§ **Exercise directions**: Count the lines in the data below that contain the string "cushion". Reply with the number only.
--- Start Stored records ---
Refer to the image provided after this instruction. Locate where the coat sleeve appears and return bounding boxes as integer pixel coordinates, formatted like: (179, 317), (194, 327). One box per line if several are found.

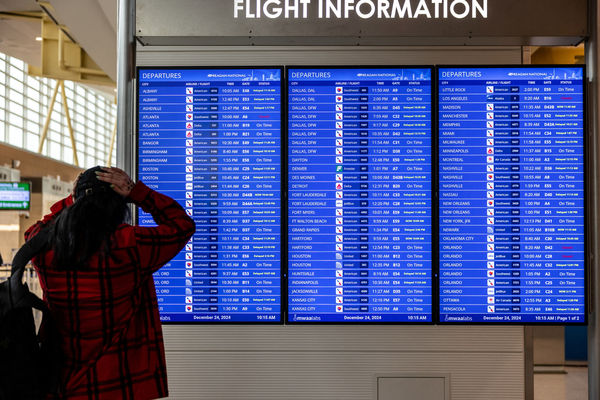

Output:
(129, 182), (196, 273)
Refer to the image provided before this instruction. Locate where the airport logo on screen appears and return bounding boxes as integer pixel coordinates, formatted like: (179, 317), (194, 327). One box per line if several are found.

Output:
(233, 0), (488, 19)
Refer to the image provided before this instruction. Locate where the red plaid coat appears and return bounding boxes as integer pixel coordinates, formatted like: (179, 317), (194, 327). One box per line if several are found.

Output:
(25, 182), (195, 400)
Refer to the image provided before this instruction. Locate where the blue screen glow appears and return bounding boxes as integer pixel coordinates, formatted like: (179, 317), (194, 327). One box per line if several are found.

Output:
(138, 69), (281, 322)
(438, 66), (585, 324)
(288, 67), (432, 323)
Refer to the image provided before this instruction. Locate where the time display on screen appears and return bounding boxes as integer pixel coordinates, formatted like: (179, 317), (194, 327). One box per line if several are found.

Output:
(138, 69), (282, 322)
(288, 68), (432, 323)
(438, 66), (585, 324)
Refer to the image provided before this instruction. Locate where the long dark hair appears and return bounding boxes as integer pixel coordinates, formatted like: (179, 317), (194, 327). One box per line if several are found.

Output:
(49, 167), (129, 270)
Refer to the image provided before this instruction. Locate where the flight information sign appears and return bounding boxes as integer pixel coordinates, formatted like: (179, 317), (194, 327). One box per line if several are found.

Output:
(438, 66), (586, 324)
(138, 68), (282, 322)
(288, 67), (432, 323)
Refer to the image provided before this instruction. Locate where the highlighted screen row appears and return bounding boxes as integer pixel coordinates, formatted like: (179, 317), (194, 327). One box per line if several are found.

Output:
(137, 66), (587, 325)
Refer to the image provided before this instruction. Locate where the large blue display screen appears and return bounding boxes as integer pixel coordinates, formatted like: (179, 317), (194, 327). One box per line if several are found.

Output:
(438, 66), (585, 324)
(288, 68), (432, 323)
(138, 69), (281, 322)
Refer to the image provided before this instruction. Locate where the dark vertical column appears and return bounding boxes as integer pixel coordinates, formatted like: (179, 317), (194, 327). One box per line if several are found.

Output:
(117, 0), (135, 175)
(585, 0), (600, 400)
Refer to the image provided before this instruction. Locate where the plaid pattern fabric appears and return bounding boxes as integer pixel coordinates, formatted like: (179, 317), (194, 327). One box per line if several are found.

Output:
(25, 182), (195, 400)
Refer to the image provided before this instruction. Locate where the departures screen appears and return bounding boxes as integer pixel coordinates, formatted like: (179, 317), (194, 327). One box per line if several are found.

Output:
(438, 66), (585, 324)
(138, 68), (282, 322)
(287, 67), (432, 323)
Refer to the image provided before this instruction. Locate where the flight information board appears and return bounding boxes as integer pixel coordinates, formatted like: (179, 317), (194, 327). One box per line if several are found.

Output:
(288, 67), (432, 323)
(438, 66), (586, 324)
(138, 68), (282, 322)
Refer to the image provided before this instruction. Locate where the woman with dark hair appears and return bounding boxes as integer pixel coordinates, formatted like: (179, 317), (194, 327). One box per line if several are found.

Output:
(25, 167), (195, 400)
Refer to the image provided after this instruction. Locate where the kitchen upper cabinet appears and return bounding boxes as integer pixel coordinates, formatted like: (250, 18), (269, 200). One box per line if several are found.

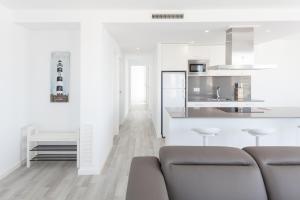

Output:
(188, 45), (210, 60)
(161, 44), (189, 71)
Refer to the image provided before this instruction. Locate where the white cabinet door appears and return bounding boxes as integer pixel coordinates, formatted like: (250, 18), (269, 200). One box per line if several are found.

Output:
(163, 89), (185, 108)
(161, 44), (188, 70)
(163, 72), (185, 89)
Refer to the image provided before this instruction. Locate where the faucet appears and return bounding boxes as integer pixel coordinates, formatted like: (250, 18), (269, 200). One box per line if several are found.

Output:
(217, 86), (221, 100)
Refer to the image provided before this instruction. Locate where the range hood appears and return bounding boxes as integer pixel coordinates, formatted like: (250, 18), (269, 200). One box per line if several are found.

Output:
(209, 27), (276, 70)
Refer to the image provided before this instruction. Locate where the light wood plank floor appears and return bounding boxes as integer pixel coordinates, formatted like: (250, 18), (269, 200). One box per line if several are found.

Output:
(0, 106), (163, 200)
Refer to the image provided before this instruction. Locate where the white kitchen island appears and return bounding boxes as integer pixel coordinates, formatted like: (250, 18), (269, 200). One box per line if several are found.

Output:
(163, 107), (300, 148)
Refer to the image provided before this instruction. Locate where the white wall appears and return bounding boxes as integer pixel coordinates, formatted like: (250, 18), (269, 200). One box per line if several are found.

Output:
(252, 37), (300, 107)
(0, 6), (29, 178)
(79, 19), (121, 174)
(28, 28), (80, 131)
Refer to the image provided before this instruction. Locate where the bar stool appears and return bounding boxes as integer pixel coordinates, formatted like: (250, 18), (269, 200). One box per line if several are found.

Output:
(242, 128), (275, 146)
(192, 128), (221, 146)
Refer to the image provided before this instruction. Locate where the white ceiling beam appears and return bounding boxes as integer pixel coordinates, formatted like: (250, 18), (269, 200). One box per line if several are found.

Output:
(14, 10), (300, 23)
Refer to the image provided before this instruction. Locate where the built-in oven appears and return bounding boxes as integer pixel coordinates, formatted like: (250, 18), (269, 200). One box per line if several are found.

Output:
(188, 60), (208, 73)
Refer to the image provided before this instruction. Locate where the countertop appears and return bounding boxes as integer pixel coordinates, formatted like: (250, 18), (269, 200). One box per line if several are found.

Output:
(188, 97), (264, 102)
(166, 107), (300, 118)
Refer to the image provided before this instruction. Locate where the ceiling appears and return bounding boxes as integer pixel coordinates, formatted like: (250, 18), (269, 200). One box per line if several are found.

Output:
(0, 0), (300, 10)
(105, 22), (300, 53)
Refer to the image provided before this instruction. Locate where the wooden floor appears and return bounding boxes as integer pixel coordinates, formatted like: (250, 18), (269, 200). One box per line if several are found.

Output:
(0, 106), (163, 200)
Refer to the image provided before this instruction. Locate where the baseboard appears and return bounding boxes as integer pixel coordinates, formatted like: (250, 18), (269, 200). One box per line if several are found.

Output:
(0, 160), (25, 180)
(78, 168), (100, 176)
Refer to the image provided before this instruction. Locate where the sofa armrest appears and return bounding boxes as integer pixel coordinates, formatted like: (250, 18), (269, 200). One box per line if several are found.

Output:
(126, 157), (169, 200)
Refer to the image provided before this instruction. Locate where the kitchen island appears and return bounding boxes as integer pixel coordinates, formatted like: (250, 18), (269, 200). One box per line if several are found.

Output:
(163, 107), (300, 148)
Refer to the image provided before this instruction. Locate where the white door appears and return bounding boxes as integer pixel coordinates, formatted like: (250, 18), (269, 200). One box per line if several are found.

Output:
(130, 66), (147, 105)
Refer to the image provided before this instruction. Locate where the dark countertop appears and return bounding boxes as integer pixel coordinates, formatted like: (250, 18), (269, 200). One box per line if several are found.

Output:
(188, 97), (264, 102)
(166, 107), (300, 118)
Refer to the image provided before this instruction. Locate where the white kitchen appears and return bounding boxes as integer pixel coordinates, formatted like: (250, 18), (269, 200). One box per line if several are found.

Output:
(150, 26), (300, 148)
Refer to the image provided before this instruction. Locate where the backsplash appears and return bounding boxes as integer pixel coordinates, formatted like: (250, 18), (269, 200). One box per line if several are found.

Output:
(188, 76), (251, 102)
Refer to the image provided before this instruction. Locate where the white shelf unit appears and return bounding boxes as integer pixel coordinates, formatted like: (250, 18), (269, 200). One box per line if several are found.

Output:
(26, 127), (80, 168)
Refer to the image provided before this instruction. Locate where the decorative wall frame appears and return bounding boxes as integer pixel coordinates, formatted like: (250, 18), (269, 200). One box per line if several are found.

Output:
(50, 52), (71, 102)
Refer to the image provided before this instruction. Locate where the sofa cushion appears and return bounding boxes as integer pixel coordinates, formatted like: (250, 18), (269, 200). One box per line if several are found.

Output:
(244, 147), (300, 200)
(160, 146), (267, 200)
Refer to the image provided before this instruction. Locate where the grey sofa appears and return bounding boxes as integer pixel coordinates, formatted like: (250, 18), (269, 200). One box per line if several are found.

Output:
(126, 146), (300, 200)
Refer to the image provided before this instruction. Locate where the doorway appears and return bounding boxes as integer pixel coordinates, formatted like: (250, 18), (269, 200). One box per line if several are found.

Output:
(130, 66), (147, 105)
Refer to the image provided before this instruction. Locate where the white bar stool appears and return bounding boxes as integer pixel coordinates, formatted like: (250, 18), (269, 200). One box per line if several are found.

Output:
(192, 128), (221, 146)
(242, 128), (275, 146)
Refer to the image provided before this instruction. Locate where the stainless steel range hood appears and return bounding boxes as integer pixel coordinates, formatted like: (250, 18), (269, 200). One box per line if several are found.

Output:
(209, 27), (276, 70)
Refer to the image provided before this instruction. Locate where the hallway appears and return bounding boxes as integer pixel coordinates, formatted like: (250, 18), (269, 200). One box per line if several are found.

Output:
(0, 106), (163, 200)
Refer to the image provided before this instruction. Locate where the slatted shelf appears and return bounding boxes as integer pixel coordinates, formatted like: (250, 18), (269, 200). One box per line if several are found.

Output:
(31, 154), (77, 161)
(30, 145), (77, 151)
--- End Stored records ---
§ **Exercise result**: 1